--- START ---

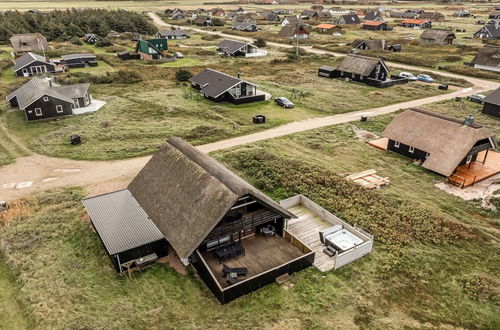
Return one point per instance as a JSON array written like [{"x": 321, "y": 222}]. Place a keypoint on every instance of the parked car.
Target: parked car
[
  {"x": 407, "y": 75},
  {"x": 425, "y": 78},
  {"x": 283, "y": 102},
  {"x": 478, "y": 98}
]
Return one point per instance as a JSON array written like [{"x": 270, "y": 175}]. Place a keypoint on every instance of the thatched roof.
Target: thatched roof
[
  {"x": 373, "y": 44},
  {"x": 437, "y": 35},
  {"x": 447, "y": 140},
  {"x": 488, "y": 56},
  {"x": 362, "y": 65},
  {"x": 186, "y": 194}
]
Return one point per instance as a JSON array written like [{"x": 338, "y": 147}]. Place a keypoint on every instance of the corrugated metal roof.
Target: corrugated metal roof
[{"x": 120, "y": 221}]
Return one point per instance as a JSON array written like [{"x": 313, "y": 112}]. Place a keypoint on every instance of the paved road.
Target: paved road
[{"x": 38, "y": 173}]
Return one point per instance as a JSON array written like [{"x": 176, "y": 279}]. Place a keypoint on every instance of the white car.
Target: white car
[{"x": 407, "y": 75}]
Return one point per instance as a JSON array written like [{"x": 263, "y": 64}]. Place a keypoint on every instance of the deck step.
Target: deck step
[{"x": 283, "y": 278}]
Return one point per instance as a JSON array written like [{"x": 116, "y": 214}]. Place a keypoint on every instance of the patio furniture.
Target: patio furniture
[
  {"x": 229, "y": 252},
  {"x": 241, "y": 271}
]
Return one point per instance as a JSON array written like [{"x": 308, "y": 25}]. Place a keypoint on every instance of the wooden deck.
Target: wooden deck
[
  {"x": 465, "y": 175},
  {"x": 261, "y": 254},
  {"x": 306, "y": 228},
  {"x": 379, "y": 143}
]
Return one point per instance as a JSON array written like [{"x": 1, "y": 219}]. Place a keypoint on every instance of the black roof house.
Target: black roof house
[
  {"x": 41, "y": 99},
  {"x": 31, "y": 64},
  {"x": 186, "y": 201},
  {"x": 219, "y": 87},
  {"x": 491, "y": 105}
]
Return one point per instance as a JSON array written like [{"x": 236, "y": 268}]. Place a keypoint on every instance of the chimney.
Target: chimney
[{"x": 469, "y": 120}]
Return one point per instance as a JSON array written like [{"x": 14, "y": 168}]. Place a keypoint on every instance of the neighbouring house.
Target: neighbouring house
[
  {"x": 79, "y": 60},
  {"x": 432, "y": 16},
  {"x": 489, "y": 31},
  {"x": 348, "y": 19},
  {"x": 28, "y": 42},
  {"x": 439, "y": 142},
  {"x": 152, "y": 49},
  {"x": 310, "y": 14},
  {"x": 231, "y": 219},
  {"x": 369, "y": 44},
  {"x": 487, "y": 58},
  {"x": 245, "y": 26},
  {"x": 31, "y": 64},
  {"x": 203, "y": 21},
  {"x": 217, "y": 12},
  {"x": 327, "y": 28},
  {"x": 90, "y": 38},
  {"x": 375, "y": 25},
  {"x": 294, "y": 31},
  {"x": 268, "y": 16},
  {"x": 417, "y": 23},
  {"x": 42, "y": 99},
  {"x": 219, "y": 87},
  {"x": 238, "y": 48},
  {"x": 172, "y": 34},
  {"x": 438, "y": 36},
  {"x": 290, "y": 20},
  {"x": 374, "y": 15},
  {"x": 494, "y": 15},
  {"x": 491, "y": 105},
  {"x": 462, "y": 13}
]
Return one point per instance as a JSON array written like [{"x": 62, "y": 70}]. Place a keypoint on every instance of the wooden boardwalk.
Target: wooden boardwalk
[
  {"x": 465, "y": 175},
  {"x": 306, "y": 228}
]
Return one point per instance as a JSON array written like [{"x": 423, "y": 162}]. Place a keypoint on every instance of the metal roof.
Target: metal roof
[{"x": 120, "y": 221}]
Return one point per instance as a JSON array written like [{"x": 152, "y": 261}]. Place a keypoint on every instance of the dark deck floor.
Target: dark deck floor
[{"x": 261, "y": 254}]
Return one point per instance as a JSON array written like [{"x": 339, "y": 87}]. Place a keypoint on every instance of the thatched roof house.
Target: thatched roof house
[
  {"x": 29, "y": 42},
  {"x": 442, "y": 143},
  {"x": 488, "y": 58},
  {"x": 438, "y": 36}
]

--- END ---

Exercise directions -
Write the records above out again exactly, with no pictures in your copy.

Solution to this problem -
Return one point per instance as a JSON array written like [{"x": 321, "y": 222}]. Place a keypoint on every instance of the parked car.
Target: parked car
[
  {"x": 407, "y": 75},
  {"x": 425, "y": 78},
  {"x": 283, "y": 102},
  {"x": 478, "y": 98}
]
Return one point per instance as a JSON array written like [{"x": 270, "y": 175}]. Place a keypoint on every instance of the thatched roof.
Target: thatched roof
[
  {"x": 373, "y": 44},
  {"x": 437, "y": 35},
  {"x": 447, "y": 140},
  {"x": 488, "y": 56},
  {"x": 362, "y": 65},
  {"x": 186, "y": 194}
]
Return one point per instance as a JSON array written like [{"x": 338, "y": 147}]. Place a keypoint on every instance of the corrugated metal roof.
Target: corrugated metal roof
[{"x": 120, "y": 221}]
Return one point per instance as a JSON array written like [{"x": 313, "y": 112}]. Place a keypoint on every instance of the paved road.
Target: paved road
[{"x": 38, "y": 173}]
Return one point per instance as a JSON array written like [{"x": 176, "y": 279}]. Place a keypoint on every instance of the white car.
Target: white car
[{"x": 407, "y": 75}]
Return one point per instance as a JSON array written like [{"x": 263, "y": 64}]. Place a keypoint on every instance of the deck step.
Target: deck step
[{"x": 283, "y": 278}]
Return one point per instance as a JSON array written like [{"x": 116, "y": 214}]. Place a keypoint on every instance of the patio furniture.
Target: patio furniture
[
  {"x": 229, "y": 252},
  {"x": 241, "y": 271}
]
Return one point per instance as a JSON array written like [{"x": 308, "y": 25}]. Place a keypoint on every instance of the wooden deck.
Target: wooden deck
[
  {"x": 465, "y": 175},
  {"x": 261, "y": 254},
  {"x": 306, "y": 228},
  {"x": 379, "y": 143}
]
Return one point per instance as a JSON array written like [{"x": 1, "y": 219}]. Place a keypoint on every instance of the black roof house.
Target: black roof house
[
  {"x": 41, "y": 99},
  {"x": 31, "y": 64},
  {"x": 186, "y": 201},
  {"x": 219, "y": 87},
  {"x": 491, "y": 105}
]
Return one point per instance as a JSON array written like [{"x": 236, "y": 268}]. Place a keypoint on every instance of the chimney.
Target: chimney
[{"x": 469, "y": 120}]
Return one point per instance as a JSON array written like [{"x": 14, "y": 168}]. Place a keypoint on every instance of the neighbouring house.
Target: neighbouring house
[
  {"x": 79, "y": 60},
  {"x": 432, "y": 16},
  {"x": 489, "y": 31},
  {"x": 348, "y": 19},
  {"x": 28, "y": 42},
  {"x": 439, "y": 142},
  {"x": 152, "y": 49},
  {"x": 310, "y": 14},
  {"x": 231, "y": 219},
  {"x": 369, "y": 44},
  {"x": 487, "y": 58},
  {"x": 245, "y": 26},
  {"x": 31, "y": 64},
  {"x": 203, "y": 21},
  {"x": 217, "y": 12},
  {"x": 327, "y": 28},
  {"x": 90, "y": 38},
  {"x": 375, "y": 25},
  {"x": 294, "y": 31},
  {"x": 268, "y": 16},
  {"x": 417, "y": 23},
  {"x": 42, "y": 99},
  {"x": 219, "y": 87},
  {"x": 238, "y": 48},
  {"x": 172, "y": 34},
  {"x": 438, "y": 36},
  {"x": 290, "y": 20},
  {"x": 374, "y": 15},
  {"x": 494, "y": 15},
  {"x": 491, "y": 105},
  {"x": 462, "y": 13}
]
Return one point per instance as a JSON array written like [{"x": 62, "y": 70}]. Place a keypoint on every instance of the wooden boardwalk.
Target: wooden boardwalk
[
  {"x": 465, "y": 175},
  {"x": 306, "y": 228}
]
Return one point per instance as a JSON array written like [{"x": 423, "y": 162}]. Place a keypoint on every instance of the metal roof.
Target: metal roof
[{"x": 120, "y": 221}]
Return one point per instance as a JSON array written like [{"x": 152, "y": 261}]. Place a keypoint on every instance of the dark deck floor.
Target: dark deck floor
[{"x": 261, "y": 254}]
Return one point per instance as a JSON array written like [{"x": 339, "y": 87}]. Place a keypoint on every instance of the thatched roof house.
Target: thatched roof house
[
  {"x": 29, "y": 42},
  {"x": 442, "y": 143},
  {"x": 488, "y": 58},
  {"x": 438, "y": 36}
]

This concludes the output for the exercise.